> [What this task involves]: Each record below should be set down exactly.

Provided material Block Start

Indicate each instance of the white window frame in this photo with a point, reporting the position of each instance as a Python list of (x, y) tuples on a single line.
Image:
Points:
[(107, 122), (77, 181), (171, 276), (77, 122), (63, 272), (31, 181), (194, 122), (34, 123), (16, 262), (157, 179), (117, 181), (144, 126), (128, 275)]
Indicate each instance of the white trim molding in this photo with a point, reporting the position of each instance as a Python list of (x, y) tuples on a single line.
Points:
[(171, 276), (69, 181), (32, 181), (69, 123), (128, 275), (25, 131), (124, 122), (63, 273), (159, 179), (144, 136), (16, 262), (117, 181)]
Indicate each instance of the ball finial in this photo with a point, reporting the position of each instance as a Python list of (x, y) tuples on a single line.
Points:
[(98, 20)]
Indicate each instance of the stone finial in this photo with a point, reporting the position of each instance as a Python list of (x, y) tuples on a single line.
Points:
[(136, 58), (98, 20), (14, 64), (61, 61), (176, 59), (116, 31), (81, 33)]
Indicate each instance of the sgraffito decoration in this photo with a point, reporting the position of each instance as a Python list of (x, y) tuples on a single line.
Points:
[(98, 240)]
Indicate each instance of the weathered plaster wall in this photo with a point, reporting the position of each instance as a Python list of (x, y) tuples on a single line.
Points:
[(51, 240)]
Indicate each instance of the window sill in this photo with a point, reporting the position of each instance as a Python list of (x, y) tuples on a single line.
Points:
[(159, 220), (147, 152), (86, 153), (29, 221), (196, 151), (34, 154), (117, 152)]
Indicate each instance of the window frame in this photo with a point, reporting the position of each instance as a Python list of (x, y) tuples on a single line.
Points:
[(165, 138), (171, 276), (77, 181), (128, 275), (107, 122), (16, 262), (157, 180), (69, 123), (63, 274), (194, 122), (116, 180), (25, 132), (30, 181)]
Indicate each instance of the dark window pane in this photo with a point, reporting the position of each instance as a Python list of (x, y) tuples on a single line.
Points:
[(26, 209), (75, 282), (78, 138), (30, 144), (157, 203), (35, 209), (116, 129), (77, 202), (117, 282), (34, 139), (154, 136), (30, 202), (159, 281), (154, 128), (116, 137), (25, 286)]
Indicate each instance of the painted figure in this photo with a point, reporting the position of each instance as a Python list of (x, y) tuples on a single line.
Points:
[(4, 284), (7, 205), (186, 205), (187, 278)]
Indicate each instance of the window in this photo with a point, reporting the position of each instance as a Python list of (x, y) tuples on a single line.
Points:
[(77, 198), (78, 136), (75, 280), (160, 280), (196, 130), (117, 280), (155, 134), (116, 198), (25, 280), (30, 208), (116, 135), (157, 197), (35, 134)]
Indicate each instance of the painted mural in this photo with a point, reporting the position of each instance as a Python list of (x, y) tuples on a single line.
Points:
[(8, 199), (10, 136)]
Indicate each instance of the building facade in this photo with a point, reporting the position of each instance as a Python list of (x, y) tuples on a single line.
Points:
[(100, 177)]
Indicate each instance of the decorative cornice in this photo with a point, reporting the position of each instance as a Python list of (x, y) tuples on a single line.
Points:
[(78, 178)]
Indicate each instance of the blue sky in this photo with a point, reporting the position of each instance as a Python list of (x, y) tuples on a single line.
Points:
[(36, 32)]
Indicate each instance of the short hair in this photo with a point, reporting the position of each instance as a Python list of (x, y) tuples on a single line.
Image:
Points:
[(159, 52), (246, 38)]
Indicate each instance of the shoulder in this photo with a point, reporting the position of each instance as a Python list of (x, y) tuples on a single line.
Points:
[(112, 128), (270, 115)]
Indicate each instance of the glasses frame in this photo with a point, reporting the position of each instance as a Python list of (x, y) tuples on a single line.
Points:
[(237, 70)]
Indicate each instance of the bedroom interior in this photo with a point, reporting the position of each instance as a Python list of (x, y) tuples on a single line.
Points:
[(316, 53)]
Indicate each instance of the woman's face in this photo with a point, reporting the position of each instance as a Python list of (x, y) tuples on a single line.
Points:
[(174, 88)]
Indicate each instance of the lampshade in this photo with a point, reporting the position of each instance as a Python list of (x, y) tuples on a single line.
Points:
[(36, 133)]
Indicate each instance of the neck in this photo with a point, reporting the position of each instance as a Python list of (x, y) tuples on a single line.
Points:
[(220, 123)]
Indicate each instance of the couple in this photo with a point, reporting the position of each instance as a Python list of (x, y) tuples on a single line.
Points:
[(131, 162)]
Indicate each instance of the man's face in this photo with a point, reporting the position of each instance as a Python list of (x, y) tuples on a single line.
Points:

Provided material Block End

> [Exercise answer]:
Indicate each instance of the white window frame in this photo with a point, reporting the position of each instance as a Python list of (x, y) tuples on a single line.
Image:
Points:
[(107, 122), (77, 181), (171, 276), (77, 122), (63, 272), (31, 181), (194, 122), (34, 123), (16, 262), (157, 179), (117, 181), (144, 126), (128, 275)]
Indicate each instance of the white trim molding in this photo with a point, reporting the position of each instance as a Python list of (x, y) tuples on a single line.
Points:
[(171, 276), (69, 181), (32, 181), (69, 123), (128, 275), (25, 131), (124, 122), (63, 273), (159, 179), (144, 136), (16, 262), (117, 181)]
Indicate each instance of the ball finial in this photo with a point, reporting the position of each instance as a Python list of (x, y) tuples on a single line.
Points:
[(98, 20)]
Indicate each instance of the stone finial in this photo with a point, reporting the position of each instance as a Python list of (x, y) tuples on a single line.
Points:
[(136, 58), (98, 20), (14, 64), (61, 61), (176, 59), (116, 31), (81, 33)]
Indicate each instance of the sgraffito decoration in this photo with a point, reporting the position of each instance as a Python list of (x, y) tuples on a single line.
Points:
[(98, 240)]
Indicate each instance of the weathered plaster wall in this photo with a point, reporting the position of each instance as a Python list of (x, y) tuples on a single line.
Points:
[(51, 240)]
Indicate each instance of the window sill in this photo with a point, reporting the position of each instance as a Python list of (x, y) tuples on a single line.
Points:
[(159, 220), (147, 152), (86, 153), (29, 221), (196, 151), (34, 154), (117, 152)]
Indicate each instance of the window frame in this photo with a point, reporting the position of each instance as a Python list of (x, y) tuples on a single line.
Points:
[(165, 138), (171, 276), (77, 181), (128, 275), (107, 122), (16, 262), (157, 180), (69, 123), (63, 274), (194, 122), (116, 180), (25, 132), (30, 181)]
Indicate each instance of the dark window pane in this photo with a point, reporting the position of each instance as a Python list of (x, y) tuples on a single line.
Points:
[(26, 209), (75, 282), (78, 138), (30, 144), (157, 203), (35, 209), (116, 129), (77, 202), (117, 282), (34, 139), (154, 136), (30, 202), (159, 281), (154, 128), (116, 137), (25, 286)]
Indicate each instance of the painted figure in this photo with a point, reporting the position of each instance as a Python list of (x, y) tuples on a single line.
Points:
[(4, 284), (7, 205), (186, 205), (187, 278)]
Indicate each instance of the window in this photo with a point, reporting the position of each instance as a Python list of (x, y) tuples on a single line.
Points:
[(77, 198), (78, 136), (75, 280), (160, 280), (196, 130), (117, 280), (155, 134), (116, 198), (25, 280), (30, 208), (116, 135), (157, 197), (35, 134)]
Indicate each instance of the painted mural in this photo with a point, reporting the position of each instance as a Python list of (x, y) tuples on a single line.
Points:
[(8, 199), (10, 136)]
Indicate each instance of the building facade in this photo with a point, reporting the position of each instance as a Python list of (x, y) tuples on a single line.
Points:
[(100, 177)]
Indicate each instance of the decorative cornice in this photo with a point, reporting the position of each instance as a Python list of (x, y) tuples on a single line.
Points:
[(78, 178)]
Indicate each instance of the blue sky in this photo with a point, reporting the position of each instance as a Python list of (x, y) tuples on a single line.
Points:
[(36, 32)]
Indicate each instance of the short hair in this photo with a point, reporting the position of each instance as a Python list of (x, y) tuples on a single line.
Image:
Points:
[(159, 52), (246, 38)]
Indicate each instance of the shoulder in this photo with a point, reporting the position of each instance as a Python list of (x, y) tuples on a single line.
Points:
[(112, 128), (270, 115)]
Indicate each instance of the glasses frame in this photo with a point, reporting the position of each instance as a Python list of (x, y) tuples on a single line.
Points:
[(237, 70)]
Indicate each instance of the bedroom interior in this photo with a point, reporting the position of each instance as a Python list of (x, y) tuples on a single line.
Points:
[(316, 53)]
Indicate each instance of the woman's face in this photo with a point, reporting the position of each instance as a Python list of (x, y) tuples on a single line.
Points:
[(174, 88)]
Indicate each instance of the lampshade in this photo with a point, reporting the position of each instance as a Python list of (x, y) tuples on a single line.
Points:
[(36, 133)]
Indicate each instance of the neck in this photo with a point, reporting the position of each instance as a Python list of (x, y) tuples on a single line.
Points:
[(220, 123)]
Indicate each instance of the couple in this photo with a point, reporting the position of each instance as a Python list of (x, y) tuples on a single line.
Points:
[(131, 162)]
Indicate each instance of the man's face in this photo with a point, reporting the position of each instance as a Python list of (x, y) tuples on a single line.
Points:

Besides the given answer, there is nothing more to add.